Le Prisonnier
Le Prisonnier : la torture de l’espoir
En 1949, le compositeur italien Luigi Dallapiccola présente, à la radio de Turin, son plus célèbre opéra, Le Prisonnier (Il Prigioniero), qui sera représenté sur scène en 1950 au Mai musical de Florence. Le livret, qui tient en un prologue et un acte, s’inspire de La Torture par l’Espérance, nouvelle de Villiers de l’Isle-Adam.
Située à Saragosse dans la seconde moitié du XVIème siècle, l’action a lieu dans une prison où un fils révèle à sa mère les tortures qu’il endure de la part de son geôlier qui l’appelle « frère ». Ici, ce n’est pas le personnage principal mais bien le geôlier qui fait preuve de sadisme, principalement psychologique. Rendant visite au Prisonnier dans sa cellule, le cruel gardien lui annonce que la Flandre s’est révoltée contre l’emprise espagnole et que la cloche Roelandt, symbole de liberté, va se remettre à carillonner. Puis il quitte la geôle en laissant la porte entrouverte, ce dont Le Prisonnier ne s’aperçoit que quelques instants plus tard après s’être remis de cette stupéfiante nouvelle.
Le héros se faufile donc hors de sa cage et prie ses jambes de le porter jusqu’à l’extérieur. Mais sur le chemin, la rencontre du bourreau puis de deux moines met en péril son évasion. Par chance, aucun d’eux ne le remarque, il continue alors sa route jusqu’à sentir de l’air frais et entendre le son de la cloche de la liberté. Le Prisonnier finit par arriver dans une paisible cour arborée et remercie Dieu par un fervent Alleluia. C’est sans compter sur l’hypocrite geôlier. En effet, Le Prisonnier entend une voix l’appeler « frère » puis découvre alors son tourmenteur qui s’avance vers lui pour lui demander d’un air mielleux « Pourquoi veux-tu nous quitter maintenant, à la veille même de ton salut ? ». Le Prisonnier prend alors conscience de la perfidie du geôlier qui lui a fait endurer la torture suprême : celle de l’espoir.

Consigne de l'exercice: Reproduisez intégralement le texte sur l'opéra Le Prisonnier, sans y changer un seul mot.

Entrées d'annotation par coordonnées:

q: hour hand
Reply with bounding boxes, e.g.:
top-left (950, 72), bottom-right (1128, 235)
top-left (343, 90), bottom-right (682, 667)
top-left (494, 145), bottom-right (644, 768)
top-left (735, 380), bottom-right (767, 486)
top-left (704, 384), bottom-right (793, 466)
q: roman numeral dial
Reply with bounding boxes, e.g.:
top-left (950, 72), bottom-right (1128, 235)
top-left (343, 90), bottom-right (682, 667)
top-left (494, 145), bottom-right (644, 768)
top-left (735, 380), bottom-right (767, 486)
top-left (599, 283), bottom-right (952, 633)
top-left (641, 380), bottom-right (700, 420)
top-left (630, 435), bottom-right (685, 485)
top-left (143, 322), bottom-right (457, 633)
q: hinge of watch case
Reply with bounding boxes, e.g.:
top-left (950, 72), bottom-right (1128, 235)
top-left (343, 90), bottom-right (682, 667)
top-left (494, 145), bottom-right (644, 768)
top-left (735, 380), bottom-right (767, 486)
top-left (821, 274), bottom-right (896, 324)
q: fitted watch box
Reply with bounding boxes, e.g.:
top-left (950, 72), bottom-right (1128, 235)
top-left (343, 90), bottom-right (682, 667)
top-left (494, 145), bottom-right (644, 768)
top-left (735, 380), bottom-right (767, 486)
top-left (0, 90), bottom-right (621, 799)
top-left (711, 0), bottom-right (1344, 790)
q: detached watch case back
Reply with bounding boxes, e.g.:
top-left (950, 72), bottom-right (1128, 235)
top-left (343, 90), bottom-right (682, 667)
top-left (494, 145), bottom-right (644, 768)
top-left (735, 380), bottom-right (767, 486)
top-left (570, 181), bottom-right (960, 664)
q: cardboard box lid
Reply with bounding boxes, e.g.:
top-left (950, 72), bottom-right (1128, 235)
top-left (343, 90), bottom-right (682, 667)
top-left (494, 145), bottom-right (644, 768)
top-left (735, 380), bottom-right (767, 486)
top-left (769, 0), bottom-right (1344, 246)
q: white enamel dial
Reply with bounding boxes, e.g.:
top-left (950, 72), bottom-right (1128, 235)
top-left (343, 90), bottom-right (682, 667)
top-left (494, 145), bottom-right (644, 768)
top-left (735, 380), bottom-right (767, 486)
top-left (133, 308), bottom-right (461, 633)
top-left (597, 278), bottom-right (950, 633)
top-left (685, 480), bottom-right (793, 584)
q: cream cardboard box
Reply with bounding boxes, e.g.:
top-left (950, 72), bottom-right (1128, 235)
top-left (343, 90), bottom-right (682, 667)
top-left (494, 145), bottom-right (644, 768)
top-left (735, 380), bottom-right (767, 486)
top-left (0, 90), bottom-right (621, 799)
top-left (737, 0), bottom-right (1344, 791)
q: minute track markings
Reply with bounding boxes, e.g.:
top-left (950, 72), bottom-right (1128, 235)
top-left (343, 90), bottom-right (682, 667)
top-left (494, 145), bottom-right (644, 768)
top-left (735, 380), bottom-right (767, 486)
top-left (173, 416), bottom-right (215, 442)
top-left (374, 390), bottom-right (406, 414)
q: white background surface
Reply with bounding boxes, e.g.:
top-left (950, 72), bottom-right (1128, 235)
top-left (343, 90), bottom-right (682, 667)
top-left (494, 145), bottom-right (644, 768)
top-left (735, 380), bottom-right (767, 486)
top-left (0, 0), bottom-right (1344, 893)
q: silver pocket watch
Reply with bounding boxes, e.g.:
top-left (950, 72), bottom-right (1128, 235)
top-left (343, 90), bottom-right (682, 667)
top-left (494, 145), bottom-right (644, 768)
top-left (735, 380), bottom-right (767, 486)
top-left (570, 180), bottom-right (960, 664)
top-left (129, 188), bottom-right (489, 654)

Corrigé:
Le Prisonnier
Le Prisonnier : la torture de l’espoir
En 1949, le compositeur italien Luigi Dallapiccola présente, à la radio de Turin, son plus célèbre opéra, Le Prisonnier (Il Prigioniero), qui sera représenté sur scène en 1950 au Mai musical de Florence. Le livret, qui tient en un prologue et un acte, s’inspire de La Torture par l’Espérance, nouvelle de Villiers de l’Isle-Adam.
Située à Saragosse dans la seconde moitié du XVIème siècle, l’action a lieu dans une prison où un fils révèle à sa mère les tortures qu’il endure de la part de son geôlier qui l’appelle « frère ». Ici, ce n’est pas le personnage principal mais bien le geôlier qui fait preuve de sadisme, principalement psychologique. Rendant visite au Prisonnier dans sa cellule, le cruel gardien lui annonce que la Flandre s’est révoltée contre l’emprise espagnole et que la cloche Roelandt, symbole de liberté, va se remettre à carillonner. Puis il quitte la geôle en laissant la porte entrouverte, ce dont Le Prisonnier ne s’aperçoit que quelques instants plus tard après s’être remis de cette stupéfiante nouvelle.
Le héros se faufile donc hors de sa cage et prie ses jambes de le porter jusqu’à l’extérieur. Mais sur le chemin, la rencontre du bourreau puis de deux moines met en péril son évasion. Par chance, aucun d’eux ne le remarque, il continue alors sa route jusqu’à sentir de l’air frais et entendre le son de la cloche de la liberté. Le Prisonnier finit par arriver dans une paisible cour arborée et remercie Dieu par un fervent Alleluia. C’est sans compter sur l’hypocrite geôlier. En effet, Le Prisonnier entend une voix l’appeler « frère » puis découvre alors son tourmenteur qui s’avance vers lui pour lui demander d’un air mielleux « Pourquoi veux-tu nous quitter maintenant, à la veille même de ton salut ? ». Le Prisonnier prend alors conscience de la perfidie du geôlier qui lui a fait endurer la torture suprême : celle de l’espoir.